◆ PROMPT: Please reproduce the lines of the records below from the one holding "Task: tag every instance of the white cloud" through the one holding "pixel 772 55.", inclusive, skipping all pictures.

*** SOURCE RECORDS Section Begins ***

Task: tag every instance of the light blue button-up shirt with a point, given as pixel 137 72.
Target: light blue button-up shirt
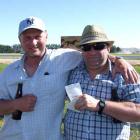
pixel 44 122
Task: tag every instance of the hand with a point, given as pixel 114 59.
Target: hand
pixel 25 103
pixel 88 102
pixel 128 72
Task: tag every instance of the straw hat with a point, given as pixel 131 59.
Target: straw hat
pixel 94 34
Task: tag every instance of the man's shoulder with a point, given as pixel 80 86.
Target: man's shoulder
pixel 64 53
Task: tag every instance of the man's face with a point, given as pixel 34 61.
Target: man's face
pixel 33 42
pixel 93 58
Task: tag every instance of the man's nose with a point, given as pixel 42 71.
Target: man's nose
pixel 34 41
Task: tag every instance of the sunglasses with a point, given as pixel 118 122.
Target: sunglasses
pixel 97 47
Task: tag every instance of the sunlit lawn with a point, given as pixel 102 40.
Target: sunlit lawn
pixel 135 132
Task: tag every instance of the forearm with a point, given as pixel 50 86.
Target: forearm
pixel 7 106
pixel 124 111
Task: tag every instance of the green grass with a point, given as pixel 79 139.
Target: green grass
pixel 135 134
pixel 2 66
pixel 137 68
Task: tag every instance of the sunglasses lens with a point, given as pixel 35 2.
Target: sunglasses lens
pixel 100 46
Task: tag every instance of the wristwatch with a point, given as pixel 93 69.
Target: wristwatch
pixel 101 105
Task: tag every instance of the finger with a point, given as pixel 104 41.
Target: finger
pixel 113 73
pixel 135 76
pixel 131 78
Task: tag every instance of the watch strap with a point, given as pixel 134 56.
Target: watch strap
pixel 101 105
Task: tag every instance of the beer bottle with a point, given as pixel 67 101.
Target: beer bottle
pixel 17 114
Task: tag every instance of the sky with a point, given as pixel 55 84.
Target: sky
pixel 120 19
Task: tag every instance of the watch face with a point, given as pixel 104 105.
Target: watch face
pixel 102 104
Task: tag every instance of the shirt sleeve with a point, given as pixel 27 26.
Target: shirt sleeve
pixel 130 92
pixel 3 89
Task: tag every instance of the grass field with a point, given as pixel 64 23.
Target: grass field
pixel 135 133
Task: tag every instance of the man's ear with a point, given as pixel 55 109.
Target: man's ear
pixel 108 48
pixel 46 33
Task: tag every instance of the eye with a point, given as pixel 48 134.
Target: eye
pixel 38 37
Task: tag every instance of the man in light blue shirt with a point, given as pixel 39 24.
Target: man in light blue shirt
pixel 43 75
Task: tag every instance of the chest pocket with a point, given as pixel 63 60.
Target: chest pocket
pixel 51 84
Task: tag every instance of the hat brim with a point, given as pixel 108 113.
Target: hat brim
pixel 110 42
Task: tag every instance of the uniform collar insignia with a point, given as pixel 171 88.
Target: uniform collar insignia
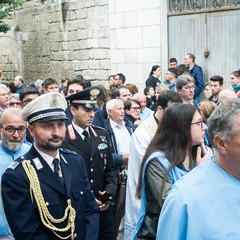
pixel 37 163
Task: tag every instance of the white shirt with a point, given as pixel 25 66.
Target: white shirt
pixel 80 130
pixel 48 158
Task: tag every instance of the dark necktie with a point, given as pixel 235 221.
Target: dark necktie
pixel 86 137
pixel 56 163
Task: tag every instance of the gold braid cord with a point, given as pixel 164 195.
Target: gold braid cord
pixel 47 219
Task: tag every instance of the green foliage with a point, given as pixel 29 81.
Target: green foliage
pixel 6 8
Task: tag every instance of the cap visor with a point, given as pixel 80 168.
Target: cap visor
pixel 52 118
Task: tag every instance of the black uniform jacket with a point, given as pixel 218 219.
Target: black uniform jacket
pixel 102 173
pixel 22 212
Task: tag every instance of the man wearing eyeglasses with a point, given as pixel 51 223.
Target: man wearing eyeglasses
pixel 46 194
pixel 185 87
pixel 93 143
pixel 13 133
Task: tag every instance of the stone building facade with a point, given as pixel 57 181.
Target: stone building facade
pixel 94 38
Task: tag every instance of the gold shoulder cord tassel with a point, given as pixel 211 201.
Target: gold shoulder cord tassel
pixel 47 219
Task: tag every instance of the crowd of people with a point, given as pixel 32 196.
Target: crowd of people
pixel 87 162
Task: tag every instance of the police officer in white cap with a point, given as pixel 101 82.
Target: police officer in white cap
pixel 93 143
pixel 46 193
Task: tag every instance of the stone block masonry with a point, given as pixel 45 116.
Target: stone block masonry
pixel 59 39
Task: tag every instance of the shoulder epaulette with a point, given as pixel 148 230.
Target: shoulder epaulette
pixel 13 165
pixel 67 151
pixel 98 127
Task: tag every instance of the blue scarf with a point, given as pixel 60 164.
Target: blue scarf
pixel 174 175
pixel 236 88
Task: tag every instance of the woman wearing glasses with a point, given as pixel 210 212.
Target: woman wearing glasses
pixel 132 112
pixel 168 157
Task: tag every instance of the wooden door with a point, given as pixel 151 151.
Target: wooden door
pixel 211 34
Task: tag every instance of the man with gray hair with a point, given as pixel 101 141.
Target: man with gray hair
pixel 185 87
pixel 13 133
pixel 14 101
pixel 204 204
pixel 19 83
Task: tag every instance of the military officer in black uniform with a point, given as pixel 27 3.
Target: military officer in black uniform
pixel 46 193
pixel 93 143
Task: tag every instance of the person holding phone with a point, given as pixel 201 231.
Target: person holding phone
pixel 168 158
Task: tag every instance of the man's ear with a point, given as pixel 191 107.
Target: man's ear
pixel 160 109
pixel 219 144
pixel 31 129
pixel 73 110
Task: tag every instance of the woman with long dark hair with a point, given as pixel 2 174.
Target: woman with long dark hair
pixel 168 157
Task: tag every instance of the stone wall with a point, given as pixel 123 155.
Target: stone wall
pixel 62 39
pixel 136 36
pixel 94 38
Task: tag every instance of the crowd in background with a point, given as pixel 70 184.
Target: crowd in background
pixel 154 135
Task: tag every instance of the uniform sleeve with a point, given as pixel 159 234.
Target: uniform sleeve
pixel 173 219
pixel 111 173
pixel 19 209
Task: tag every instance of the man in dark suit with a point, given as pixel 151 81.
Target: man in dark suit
pixel 46 193
pixel 93 143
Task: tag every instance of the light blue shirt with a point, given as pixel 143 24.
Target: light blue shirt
pixel 6 158
pixel 146 113
pixel 204 204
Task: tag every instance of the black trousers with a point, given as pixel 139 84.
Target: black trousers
pixel 106 228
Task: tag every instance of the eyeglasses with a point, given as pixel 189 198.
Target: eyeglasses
pixel 135 108
pixel 189 88
pixel 12 130
pixel 25 102
pixel 199 123
pixel 5 94
pixel 15 103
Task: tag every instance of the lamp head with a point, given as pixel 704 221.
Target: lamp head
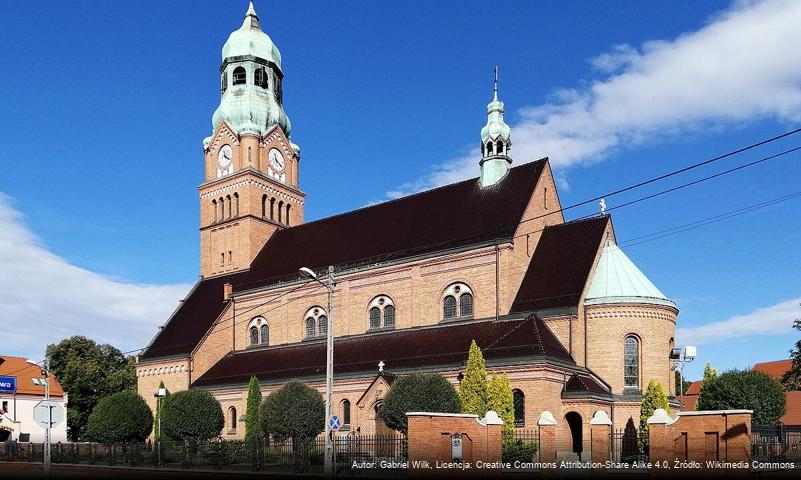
pixel 307 273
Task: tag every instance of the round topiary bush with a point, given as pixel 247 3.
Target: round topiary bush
pixel 191 414
pixel 746 389
pixel 294 411
pixel 121 417
pixel 419 392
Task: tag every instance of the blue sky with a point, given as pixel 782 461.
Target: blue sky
pixel 106 103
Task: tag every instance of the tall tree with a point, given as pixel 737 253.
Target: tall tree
pixel 253 427
pixel 501 400
pixel 88 372
pixel 473 389
pixel 654 397
pixel 791 380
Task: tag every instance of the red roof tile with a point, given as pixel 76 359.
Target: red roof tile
pixel 775 369
pixel 561 265
pixel 445 344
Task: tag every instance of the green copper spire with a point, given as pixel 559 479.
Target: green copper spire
pixel 250 81
pixel 495 142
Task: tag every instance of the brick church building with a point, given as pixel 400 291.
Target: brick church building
pixel 554 304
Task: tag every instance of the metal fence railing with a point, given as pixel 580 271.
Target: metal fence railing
pixel 353 451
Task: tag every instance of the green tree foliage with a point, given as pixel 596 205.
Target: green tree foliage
pixel 745 389
pixel 88 372
pixel 792 378
pixel 252 417
pixel 191 414
pixel 710 373
pixel 160 406
pixel 501 400
pixel 294 411
pixel 473 389
pixel 653 398
pixel 120 417
pixel 418 392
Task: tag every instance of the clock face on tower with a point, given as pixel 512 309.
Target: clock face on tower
pixel 276 160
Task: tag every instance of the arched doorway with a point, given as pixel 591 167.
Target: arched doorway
pixel 573 420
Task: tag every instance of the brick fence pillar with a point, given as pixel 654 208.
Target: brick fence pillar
pixel 660 448
pixel 547 427
pixel 600 434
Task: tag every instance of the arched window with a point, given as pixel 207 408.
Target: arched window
pixel 346 412
pixel 232 419
pixel 457 302
pixel 265 334
pixel 631 362
pixel 519 401
pixel 389 316
pixel 449 307
pixel 240 76
pixel 466 305
pixel 310 327
pixel 375 317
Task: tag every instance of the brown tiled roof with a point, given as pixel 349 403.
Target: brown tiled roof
pixel 452 216
pixel 694 388
pixel 193 318
pixel 579 383
pixel 793 415
pixel 25 373
pixel 446 344
pixel 775 369
pixel 561 265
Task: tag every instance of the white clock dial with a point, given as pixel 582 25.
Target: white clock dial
pixel 225 156
pixel 276 159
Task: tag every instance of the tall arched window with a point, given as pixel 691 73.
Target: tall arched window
pixel 449 307
pixel 346 412
pixel 519 401
pixel 389 316
pixel 265 334
pixel 631 363
pixel 375 317
pixel 240 76
pixel 466 305
pixel 457 302
pixel 310 327
pixel 232 419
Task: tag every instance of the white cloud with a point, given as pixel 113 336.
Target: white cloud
pixel 775 320
pixel 742 66
pixel 43 298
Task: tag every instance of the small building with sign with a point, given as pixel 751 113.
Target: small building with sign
pixel 22 386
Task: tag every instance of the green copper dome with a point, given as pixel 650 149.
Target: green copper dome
pixel 250 81
pixel 618 280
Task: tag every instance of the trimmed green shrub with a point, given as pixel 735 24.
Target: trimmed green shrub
pixel 294 411
pixel 191 414
pixel 750 390
pixel 418 392
pixel 121 417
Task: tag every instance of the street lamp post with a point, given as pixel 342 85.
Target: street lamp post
pixel 329 364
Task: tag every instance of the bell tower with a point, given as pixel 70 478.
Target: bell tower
pixel 251 186
pixel 495 142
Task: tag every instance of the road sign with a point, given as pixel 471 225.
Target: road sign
pixel 8 384
pixel 48 413
pixel 334 422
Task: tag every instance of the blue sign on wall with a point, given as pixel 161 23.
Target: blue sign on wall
pixel 8 384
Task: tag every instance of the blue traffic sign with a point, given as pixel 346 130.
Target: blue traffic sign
pixel 334 422
pixel 8 384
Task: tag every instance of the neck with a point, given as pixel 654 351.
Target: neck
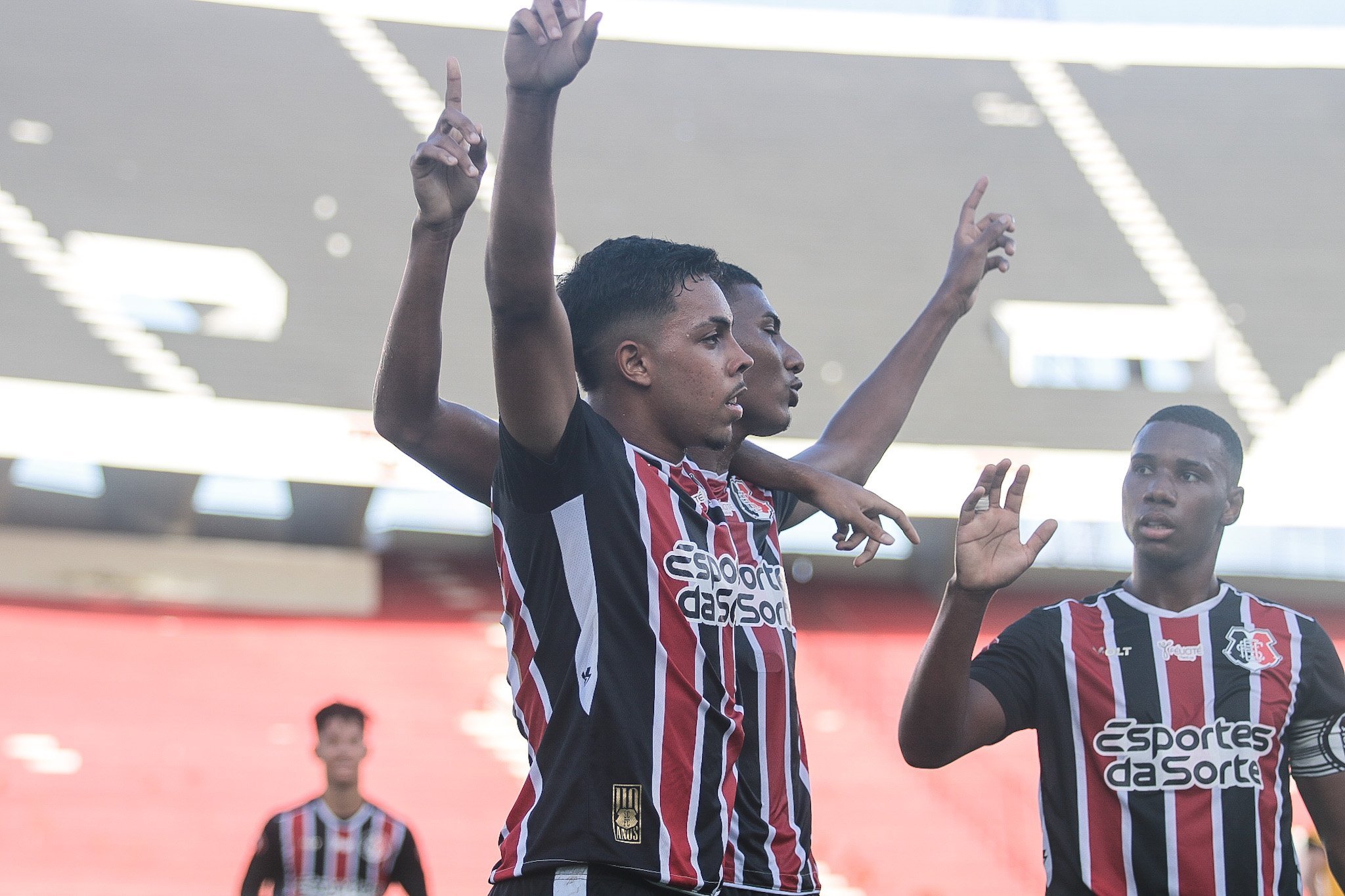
pixel 717 461
pixel 636 425
pixel 1173 587
pixel 343 800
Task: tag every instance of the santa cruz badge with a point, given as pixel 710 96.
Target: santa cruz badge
pixel 748 503
pixel 1252 649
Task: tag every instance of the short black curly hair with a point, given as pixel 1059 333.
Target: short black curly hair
pixel 623 280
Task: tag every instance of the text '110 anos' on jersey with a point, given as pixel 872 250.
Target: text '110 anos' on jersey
pixel 309 851
pixel 1166 739
pixel 625 591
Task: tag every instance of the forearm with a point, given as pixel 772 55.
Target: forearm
pixel 934 727
pixel 865 426
pixel 407 389
pixel 519 268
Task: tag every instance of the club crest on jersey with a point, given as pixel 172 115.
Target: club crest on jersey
pixel 1252 649
pixel 626 813
pixel 749 504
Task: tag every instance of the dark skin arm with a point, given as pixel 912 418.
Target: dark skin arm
pixel 1325 801
pixel 947 715
pixel 454 442
pixel 865 426
pixel 535 362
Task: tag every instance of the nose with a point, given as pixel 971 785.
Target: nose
pixel 739 359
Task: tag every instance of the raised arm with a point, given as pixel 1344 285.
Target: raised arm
pixel 535 360
pixel 860 433
pixel 454 442
pixel 946 714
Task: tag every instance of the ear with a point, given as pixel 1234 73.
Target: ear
pixel 632 360
pixel 1235 507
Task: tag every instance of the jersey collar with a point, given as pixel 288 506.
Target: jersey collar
pixel 1195 610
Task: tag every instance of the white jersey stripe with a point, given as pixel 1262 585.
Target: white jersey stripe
pixel 1156 631
pixel 661 660
pixel 1216 794
pixel 1067 641
pixel 1118 689
pixel 577 557
pixel 1254 716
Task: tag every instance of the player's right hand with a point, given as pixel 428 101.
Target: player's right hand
pixel 548 45
pixel 990 555
pixel 447 168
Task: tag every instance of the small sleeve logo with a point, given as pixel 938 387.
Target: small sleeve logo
pixel 626 813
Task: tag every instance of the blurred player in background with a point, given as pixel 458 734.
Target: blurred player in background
pixel 771 824
pixel 1169 708
pixel 337 844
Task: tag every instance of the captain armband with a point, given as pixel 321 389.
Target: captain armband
pixel 1317 747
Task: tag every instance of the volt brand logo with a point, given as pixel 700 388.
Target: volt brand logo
pixel 725 593
pixel 1169 649
pixel 1145 757
pixel 1252 649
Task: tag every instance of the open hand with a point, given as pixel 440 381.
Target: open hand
pixel 858 515
pixel 447 168
pixel 548 45
pixel 973 249
pixel 989 554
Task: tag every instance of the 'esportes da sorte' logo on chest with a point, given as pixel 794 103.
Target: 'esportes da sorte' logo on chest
pixel 722 591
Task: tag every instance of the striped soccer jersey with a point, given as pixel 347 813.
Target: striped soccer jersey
pixel 1166 738
pixel 311 852
pixel 771 829
pixel 622 598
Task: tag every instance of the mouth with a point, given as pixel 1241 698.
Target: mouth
pixel 732 403
pixel 1156 527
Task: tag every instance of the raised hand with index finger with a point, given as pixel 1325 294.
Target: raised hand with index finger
pixel 974 246
pixel 989 553
pixel 548 45
pixel 447 168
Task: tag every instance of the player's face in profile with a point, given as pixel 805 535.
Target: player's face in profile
pixel 774 378
pixel 697 367
pixel 1179 494
pixel 341 746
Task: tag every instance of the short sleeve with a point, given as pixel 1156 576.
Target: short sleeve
pixel 539 485
pixel 407 868
pixel 1315 733
pixel 785 505
pixel 1007 668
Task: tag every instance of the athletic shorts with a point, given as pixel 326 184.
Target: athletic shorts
pixel 581 880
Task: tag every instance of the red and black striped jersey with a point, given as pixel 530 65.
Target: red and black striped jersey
pixel 311 852
pixel 771 828
pixel 1166 739
pixel 622 601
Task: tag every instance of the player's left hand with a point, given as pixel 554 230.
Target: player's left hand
pixel 858 515
pixel 447 168
pixel 974 246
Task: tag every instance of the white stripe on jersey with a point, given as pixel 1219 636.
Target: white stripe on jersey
pixel 1067 641
pixel 1254 716
pixel 661 661
pixel 1216 794
pixel 1118 691
pixel 571 882
pixel 1296 653
pixel 1156 630
pixel 580 581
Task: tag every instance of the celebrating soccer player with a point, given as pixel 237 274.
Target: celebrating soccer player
pixel 337 843
pixel 1170 708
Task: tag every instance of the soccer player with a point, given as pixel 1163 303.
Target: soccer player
pixel 771 826
pixel 337 844
pixel 1170 708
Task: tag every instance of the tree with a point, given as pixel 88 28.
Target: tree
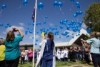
pixel 92 17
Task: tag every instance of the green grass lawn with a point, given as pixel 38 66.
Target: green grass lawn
pixel 62 64
pixel 26 64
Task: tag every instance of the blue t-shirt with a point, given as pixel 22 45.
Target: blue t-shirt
pixel 12 48
pixel 95 45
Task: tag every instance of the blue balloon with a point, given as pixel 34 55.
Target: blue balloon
pixel 40 5
pixel 75 15
pixel 79 12
pixel 61 21
pixel 60 4
pixel 1 25
pixel 3 6
pixel 55 3
pixel 78 4
pixel 25 2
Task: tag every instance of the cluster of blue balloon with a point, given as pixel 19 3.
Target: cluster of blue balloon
pixel 58 3
pixel 75 26
pixel 77 13
pixel 5 25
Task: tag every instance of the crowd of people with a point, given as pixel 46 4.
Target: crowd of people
pixel 73 54
pixel 88 52
pixel 26 55
pixel 9 48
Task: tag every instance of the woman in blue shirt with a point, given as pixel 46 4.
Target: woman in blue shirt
pixel 12 54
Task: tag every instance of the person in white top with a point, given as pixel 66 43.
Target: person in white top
pixel 23 54
pixel 65 54
pixel 58 54
pixel 42 44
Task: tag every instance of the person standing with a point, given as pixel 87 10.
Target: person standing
pixel 42 44
pixel 23 54
pixel 30 55
pixel 2 53
pixel 12 47
pixel 48 59
pixel 95 49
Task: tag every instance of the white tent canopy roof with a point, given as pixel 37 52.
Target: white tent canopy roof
pixel 61 44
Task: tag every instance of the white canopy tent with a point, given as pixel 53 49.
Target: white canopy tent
pixel 62 44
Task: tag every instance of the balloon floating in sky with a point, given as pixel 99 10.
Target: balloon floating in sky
pixel 72 0
pixel 25 2
pixel 55 3
pixel 60 4
pixel 77 4
pixel 75 15
pixel 3 6
pixel 40 5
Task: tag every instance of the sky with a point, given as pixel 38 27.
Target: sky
pixel 48 18
pixel 17 14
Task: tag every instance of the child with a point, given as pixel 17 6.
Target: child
pixel 2 53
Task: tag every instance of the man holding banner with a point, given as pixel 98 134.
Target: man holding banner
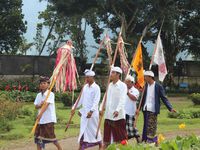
pixel 151 107
pixel 115 124
pixel 89 113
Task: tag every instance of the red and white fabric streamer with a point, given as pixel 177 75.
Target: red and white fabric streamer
pixel 65 71
pixel 123 59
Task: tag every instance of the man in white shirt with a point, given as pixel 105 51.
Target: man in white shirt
pixel 115 124
pixel 130 108
pixel 89 113
pixel 150 106
pixel 44 132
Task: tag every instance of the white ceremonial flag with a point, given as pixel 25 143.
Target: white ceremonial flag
pixel 159 59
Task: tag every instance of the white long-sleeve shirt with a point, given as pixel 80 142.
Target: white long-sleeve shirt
pixel 150 98
pixel 90 98
pixel 50 114
pixel 130 105
pixel 89 101
pixel 116 100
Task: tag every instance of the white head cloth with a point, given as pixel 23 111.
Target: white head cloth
pixel 89 73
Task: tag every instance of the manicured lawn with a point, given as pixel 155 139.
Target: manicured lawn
pixel 21 127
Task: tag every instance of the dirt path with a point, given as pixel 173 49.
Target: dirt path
pixel 71 143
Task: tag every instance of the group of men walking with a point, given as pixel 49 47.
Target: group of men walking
pixel 120 110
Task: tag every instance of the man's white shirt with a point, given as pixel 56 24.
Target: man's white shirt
pixel 49 115
pixel 130 105
pixel 116 100
pixel 90 98
pixel 150 98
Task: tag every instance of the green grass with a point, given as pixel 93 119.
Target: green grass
pixel 21 127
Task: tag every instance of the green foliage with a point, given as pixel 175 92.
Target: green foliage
pixel 9 111
pixel 17 96
pixel 131 147
pixel 21 84
pixel 66 98
pixel 182 143
pixel 184 114
pixel 191 142
pixel 195 97
pixel 12 26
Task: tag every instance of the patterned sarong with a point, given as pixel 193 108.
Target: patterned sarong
pixel 131 131
pixel 85 145
pixel 150 127
pixel 44 134
pixel 117 129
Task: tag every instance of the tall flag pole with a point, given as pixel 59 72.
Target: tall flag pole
pixel 78 99
pixel 158 58
pixel 137 61
pixel 102 107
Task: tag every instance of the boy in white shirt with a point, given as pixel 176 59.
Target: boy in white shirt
pixel 130 108
pixel 44 132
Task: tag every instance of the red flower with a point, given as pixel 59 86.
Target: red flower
pixel 19 87
pixel 14 87
pixel 7 88
pixel 26 88
pixel 124 142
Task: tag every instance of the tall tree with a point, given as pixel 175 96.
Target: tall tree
pixel 180 30
pixel 12 26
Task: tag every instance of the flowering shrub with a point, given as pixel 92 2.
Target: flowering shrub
pixel 184 114
pixel 182 126
pixel 21 96
pixel 9 111
pixel 195 97
pixel 22 84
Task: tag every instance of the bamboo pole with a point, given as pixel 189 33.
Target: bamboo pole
pixel 105 95
pixel 78 99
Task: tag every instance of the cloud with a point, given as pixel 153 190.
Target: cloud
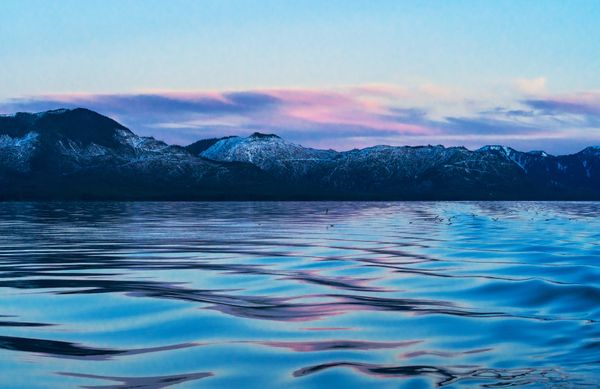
pixel 347 117
pixel 531 86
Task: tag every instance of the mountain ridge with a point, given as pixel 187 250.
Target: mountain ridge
pixel 80 154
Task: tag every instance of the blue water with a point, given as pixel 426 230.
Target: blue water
pixel 300 295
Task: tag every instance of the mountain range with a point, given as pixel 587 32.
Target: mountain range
pixel 79 154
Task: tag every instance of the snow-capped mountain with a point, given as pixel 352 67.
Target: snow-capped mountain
pixel 81 154
pixel 416 172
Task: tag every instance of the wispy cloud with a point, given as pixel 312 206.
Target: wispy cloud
pixel 348 117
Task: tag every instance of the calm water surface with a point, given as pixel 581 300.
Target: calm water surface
pixel 311 295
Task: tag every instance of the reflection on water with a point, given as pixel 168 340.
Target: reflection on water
pixel 325 294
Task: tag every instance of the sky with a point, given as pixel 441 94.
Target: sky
pixel 330 74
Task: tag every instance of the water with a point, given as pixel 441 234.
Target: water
pixel 311 295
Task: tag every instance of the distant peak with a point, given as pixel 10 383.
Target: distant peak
pixel 503 149
pixel 540 153
pixel 261 135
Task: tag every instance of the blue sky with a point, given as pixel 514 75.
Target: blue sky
pixel 476 72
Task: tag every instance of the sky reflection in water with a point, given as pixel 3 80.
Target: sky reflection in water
pixel 307 294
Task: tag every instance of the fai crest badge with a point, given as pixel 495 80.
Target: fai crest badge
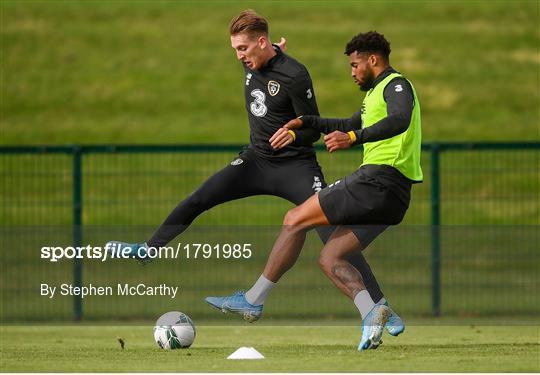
pixel 273 88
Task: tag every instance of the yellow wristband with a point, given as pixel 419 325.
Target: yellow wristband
pixel 292 134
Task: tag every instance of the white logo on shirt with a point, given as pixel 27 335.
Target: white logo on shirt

*** SOURCE RECORDS Section Ends ***

◆ ANSWER SECTION:
Task: tag every instance of the white cloud with a point, given as pixel 113 336.
Target: white cloud
pixel 775 320
pixel 742 66
pixel 43 298
Task: tag every instance of the small building with sign with a point, given as pixel 751 113.
Target: small building with sign
pixel 22 386
Task: tag every instance of the green copper dome with a point, given as pixel 650 149.
Target: green copper dome
pixel 250 81
pixel 618 280
Task: tag every instance of the trimmed green shrub with a point, given as pixel 735 24.
Target: trimmed green shrub
pixel 294 411
pixel 191 414
pixel 750 390
pixel 418 392
pixel 121 417
Task: tag every instance of the street lamp post with a point, given as pixel 342 85.
Target: street lamp post
pixel 329 364
Task: tag every instance of the bell tower with a point, given as pixel 70 478.
Target: bell tower
pixel 251 186
pixel 495 142
Task: tag every instance of the road sign with a point, given as pixel 471 225.
Target: road sign
pixel 8 384
pixel 48 413
pixel 334 422
Task: tag every instance of the blue sign on wall with a point, given as pixel 161 23.
Target: blue sign on wall
pixel 8 384
Task: tag every instance of the blue traffic sign with a point, given as pixel 346 130.
Target: blue traffic sign
pixel 334 422
pixel 8 384
Task: tag every instance of the neck with a point, given as pixel 654 351.
Target: neck
pixel 717 461
pixel 636 425
pixel 1173 587
pixel 343 800
Task: tag every instance of the santa cruz badge with a point, given as pixel 710 96.
Target: santa cruz badge
pixel 748 503
pixel 1252 649
Task: tag every instance of the short black curly hair with a point, given as pixel 1059 333.
Target: short black curly hair
pixel 623 280
Task: tag every instance of the text '110 anos' on jersey with a point, given as pixel 872 250.
Target: text '110 anos' on jersey
pixel 309 851
pixel 1166 739
pixel 625 591
Task: tag every instance of the forearm with a point, given as pixel 772 55.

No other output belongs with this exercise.